[What the task requires]
Start to finish, return the listing exactly as written.

[Task material]
● ● ● ● ●

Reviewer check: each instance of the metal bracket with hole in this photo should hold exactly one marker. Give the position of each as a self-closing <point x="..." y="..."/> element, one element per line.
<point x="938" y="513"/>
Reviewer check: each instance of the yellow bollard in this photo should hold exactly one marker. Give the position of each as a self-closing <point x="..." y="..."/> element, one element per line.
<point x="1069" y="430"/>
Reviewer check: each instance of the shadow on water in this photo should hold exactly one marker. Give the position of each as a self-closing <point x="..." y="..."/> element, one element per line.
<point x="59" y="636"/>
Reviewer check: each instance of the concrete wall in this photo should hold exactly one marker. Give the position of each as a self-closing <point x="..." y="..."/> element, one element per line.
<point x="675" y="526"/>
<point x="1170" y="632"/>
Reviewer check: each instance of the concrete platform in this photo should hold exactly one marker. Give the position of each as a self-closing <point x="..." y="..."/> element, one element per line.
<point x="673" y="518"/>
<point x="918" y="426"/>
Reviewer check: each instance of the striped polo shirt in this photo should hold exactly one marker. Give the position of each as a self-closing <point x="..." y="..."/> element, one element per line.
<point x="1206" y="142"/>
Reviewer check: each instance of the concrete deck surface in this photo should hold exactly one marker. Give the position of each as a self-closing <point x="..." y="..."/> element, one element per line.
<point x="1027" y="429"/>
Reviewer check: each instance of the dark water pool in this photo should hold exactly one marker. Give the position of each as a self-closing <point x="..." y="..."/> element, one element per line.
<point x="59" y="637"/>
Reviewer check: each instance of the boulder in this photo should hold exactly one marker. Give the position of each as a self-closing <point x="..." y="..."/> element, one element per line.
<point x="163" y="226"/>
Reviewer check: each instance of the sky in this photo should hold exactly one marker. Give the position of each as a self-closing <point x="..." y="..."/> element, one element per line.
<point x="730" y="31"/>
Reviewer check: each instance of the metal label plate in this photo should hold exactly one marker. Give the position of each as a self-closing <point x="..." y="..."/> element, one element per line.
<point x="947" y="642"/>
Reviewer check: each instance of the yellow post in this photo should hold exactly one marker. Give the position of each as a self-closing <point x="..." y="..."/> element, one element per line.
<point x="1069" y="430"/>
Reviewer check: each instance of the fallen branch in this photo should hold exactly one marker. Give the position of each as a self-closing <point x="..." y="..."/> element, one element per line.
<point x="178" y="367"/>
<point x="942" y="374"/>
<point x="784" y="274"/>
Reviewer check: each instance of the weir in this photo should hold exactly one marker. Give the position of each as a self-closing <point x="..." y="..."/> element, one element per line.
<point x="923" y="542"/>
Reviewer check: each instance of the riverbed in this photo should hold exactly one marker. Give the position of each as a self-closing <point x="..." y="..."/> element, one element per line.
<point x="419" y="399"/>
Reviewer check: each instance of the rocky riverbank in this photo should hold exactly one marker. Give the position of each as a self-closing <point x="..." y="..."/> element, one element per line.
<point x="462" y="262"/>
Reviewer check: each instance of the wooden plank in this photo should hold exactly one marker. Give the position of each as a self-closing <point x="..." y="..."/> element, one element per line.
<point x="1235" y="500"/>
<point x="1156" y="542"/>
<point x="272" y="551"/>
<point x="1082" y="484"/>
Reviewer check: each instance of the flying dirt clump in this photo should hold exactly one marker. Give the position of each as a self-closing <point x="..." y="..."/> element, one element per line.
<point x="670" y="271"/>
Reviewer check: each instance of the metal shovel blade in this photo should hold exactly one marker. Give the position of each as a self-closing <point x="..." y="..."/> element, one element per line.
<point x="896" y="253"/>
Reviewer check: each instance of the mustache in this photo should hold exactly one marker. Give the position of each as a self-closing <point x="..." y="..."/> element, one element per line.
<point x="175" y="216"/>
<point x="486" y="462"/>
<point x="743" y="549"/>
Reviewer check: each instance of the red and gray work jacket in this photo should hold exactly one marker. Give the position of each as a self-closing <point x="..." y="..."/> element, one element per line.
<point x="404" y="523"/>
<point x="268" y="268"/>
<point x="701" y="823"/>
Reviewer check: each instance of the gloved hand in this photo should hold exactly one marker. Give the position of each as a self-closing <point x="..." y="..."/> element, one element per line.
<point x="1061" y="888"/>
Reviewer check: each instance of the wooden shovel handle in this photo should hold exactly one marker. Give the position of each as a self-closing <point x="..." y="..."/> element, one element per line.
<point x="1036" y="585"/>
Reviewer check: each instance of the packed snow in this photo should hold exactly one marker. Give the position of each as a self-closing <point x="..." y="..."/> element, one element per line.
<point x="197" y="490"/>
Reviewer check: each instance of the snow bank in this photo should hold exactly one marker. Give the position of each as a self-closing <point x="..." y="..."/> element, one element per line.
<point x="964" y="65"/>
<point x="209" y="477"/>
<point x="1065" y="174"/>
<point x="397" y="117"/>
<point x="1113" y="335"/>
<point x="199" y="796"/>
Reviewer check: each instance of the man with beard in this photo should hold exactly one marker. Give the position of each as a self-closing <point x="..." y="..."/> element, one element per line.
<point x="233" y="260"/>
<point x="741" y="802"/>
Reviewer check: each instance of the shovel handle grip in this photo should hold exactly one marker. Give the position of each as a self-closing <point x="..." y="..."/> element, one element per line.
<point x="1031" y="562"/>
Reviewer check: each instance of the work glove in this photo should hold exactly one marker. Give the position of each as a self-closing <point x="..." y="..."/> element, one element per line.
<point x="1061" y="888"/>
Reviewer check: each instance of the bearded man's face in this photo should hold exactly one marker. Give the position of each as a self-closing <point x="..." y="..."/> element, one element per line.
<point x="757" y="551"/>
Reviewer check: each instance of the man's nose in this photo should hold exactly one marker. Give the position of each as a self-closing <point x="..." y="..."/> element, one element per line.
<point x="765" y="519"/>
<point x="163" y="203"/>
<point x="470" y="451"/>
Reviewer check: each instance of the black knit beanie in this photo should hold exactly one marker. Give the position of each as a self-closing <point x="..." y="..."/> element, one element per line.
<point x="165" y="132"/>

● ● ● ● ●

[Solved problem]
Reviewer check: each instance of the metal bracket with hole in this photo should hold exactly one marker. Give the position of each as a self-closing <point x="..." y="..."/> element, one element per line.
<point x="938" y="513"/>
Reviewer check: each instance of the yellow bollard in this photo should hold exactly one marker. Give the position of each as a self-closing <point x="..." y="..."/> element, one element per line.
<point x="1069" y="430"/>
Reviewer check: each instance of the shadow on water in this photo should hold exactly one marker. Give the position of each as a self-closing <point x="..." y="..."/> element, one element per line.
<point x="59" y="636"/>
Reviewer check: each instance of the concrete wall in this photo should hold exactly one marker. Give the position of each as a self-closing <point x="..." y="..."/> element, one element per line.
<point x="675" y="526"/>
<point x="1170" y="632"/>
Reviewer check: each instance of the concrete platform in this photo should hold exactly one marker. Give the position of each as a self-closing <point x="..." y="..."/> element, one element per line.
<point x="673" y="518"/>
<point x="918" y="426"/>
Reviewer check: each instance of the striped polo shirt in this photo should hold exactly one marker. Give the position of each as a self-closing <point x="..." y="..."/> element, one element per line.
<point x="1206" y="142"/>
Reviewer check: each instance of the concrete deck surface in this photo should hold exactly one marker. Give the position of each as a self-closing <point x="..." y="..."/> element, one element per line.
<point x="1027" y="429"/>
Reviewer check: each instance of the dark water pool in this photo should hold exactly one marker. Give the position of each as a self-closing <point x="..." y="..."/> element, one element per line.
<point x="59" y="637"/>
Reviewer check: each instance of the boulder in this photo should hold exactly one marker. Give the position of each as a self-closing <point x="..." y="..."/> element, one element per line.
<point x="163" y="226"/>
Reviewer check: each instance of the sky in this photo should hold exactly one marker. Give the position of each as a self-closing <point x="..." y="..."/> element, one element per line.
<point x="730" y="31"/>
Reviewer check: each instance of the metal label plate in this photo should hold exactly one marker. Give the position of each as a self-closing <point x="..." y="..."/> element, one element per line.
<point x="947" y="642"/>
Reviewer check: each instance of the yellow post in this photo should hold exactly one marker. Give the position of each as a self-closing <point x="..." y="..."/> element, one element per line.
<point x="1069" y="430"/>
Reviewer check: each instance of the fallen branch in this photo should hold exactly one marker. Give the position of each as a self-closing <point x="..." y="..."/> element, one element per line.
<point x="178" y="367"/>
<point x="942" y="374"/>
<point x="784" y="274"/>
Reviewer check: each instance of the weir in this photo should hold exactly one marker. Give the position of each as a self-closing <point x="..." y="..."/> element, one element per line.
<point x="923" y="542"/>
Reviewer check: each instance of the riverbed in this photo should hold exactly one marker. Give the position of each as a self-closing <point x="..." y="..."/> element, one element per line.
<point x="419" y="399"/>
Reviewer check: each instance of the rocky riverbank in this photo should hold exactly one marker. Give the position of each as a self-closing <point x="..." y="..."/> element, one element per line.
<point x="462" y="262"/>
Reviewer check: each instance of the wooden plank in this photo should hold exactly one marker. Give the position of each as a self-closing <point x="..." y="..."/> element, one element per line.
<point x="1235" y="500"/>
<point x="1156" y="542"/>
<point x="272" y="551"/>
<point x="1082" y="484"/>
Reviewer check: each instance of the flying dirt clump in this photo should hold exactly one marker. Give the position of each as a self-closing <point x="..." y="..."/> element, one element per line.
<point x="670" y="271"/>
Reviewer check: each instance of the metal shovel blade in this photo should hold exactly one marker. Give the position of each as a self-closing <point x="..." y="..."/> element, one element per line.
<point x="896" y="253"/>
Reviewer check: each instance of the mustache in this photo should hold exactly one marker. Give the position of each as a self-closing <point x="..." y="..."/> element, one element per line.
<point x="175" y="216"/>
<point x="486" y="462"/>
<point x="743" y="549"/>
Reviewer check: each instance of the red and gray work jacket in this photo should hold exactly one marker. Give the position of each as a self-closing <point x="..." y="..."/> element, one element per line.
<point x="404" y="523"/>
<point x="268" y="268"/>
<point x="701" y="823"/>
Reviewer check: each instance of the gloved hand in this photo should hold exactly one marker. Give the position of each as a self-closing <point x="..." y="..."/> element, one element per line.
<point x="1061" y="888"/>
Reviewer check: each instance of the wooden shovel handle in this photo should hold exactly one marker. Give the position of each as a self-closing <point x="..." y="..."/> element, one element per line.
<point x="1036" y="585"/>
Reviewer check: each instance of the packed snow in this photo should hold exactly one marker. Give the position of each as a self-closing <point x="..." y="..."/> element, one element per line.
<point x="197" y="490"/>
Reviewer check: each instance of the snow bank in this photo should hold exactly one marker. Give the position of each as a self-closing <point x="..." y="..."/> element, one element per line.
<point x="964" y="65"/>
<point x="209" y="477"/>
<point x="1065" y="174"/>
<point x="397" y="117"/>
<point x="1113" y="335"/>
<point x="199" y="796"/>
Reviewer check: each instance of the man with beard in this photo should hold exactly one marker. Give the position of each as a self-closing <point x="..." y="..."/> element, one element per line.
<point x="233" y="260"/>
<point x="741" y="802"/>
Reviewer check: each instance of the shovel handle grip in this photo should hold exactly one marker. Give the position of each as a self-closing <point x="..." y="..."/> element, one element per line.
<point x="1031" y="562"/>
Reviewer check: each instance of the work glove in this photo should hold exactly one marker. Give the position of each as a self-closing <point x="..." y="..."/> element, one element per line.
<point x="1061" y="888"/>
Reviewer check: each instance of the bearded man's face in this photo should hold exactly one marker. Give the position of each as a self-closing <point x="..." y="..."/> element, one element per line.
<point x="757" y="551"/>
Reviewer check: each instance of the man's nose in this photo should hold exactly one marker. Give the position of each as a self-closing <point x="..." y="..."/> element, one element per line.
<point x="765" y="519"/>
<point x="163" y="203"/>
<point x="470" y="451"/>
Reviewer check: each instance of the black knit beanie in this photo should hold exactly one marker. Give the position of each as a self-closing <point x="..." y="..."/> element, one element per line.
<point x="165" y="132"/>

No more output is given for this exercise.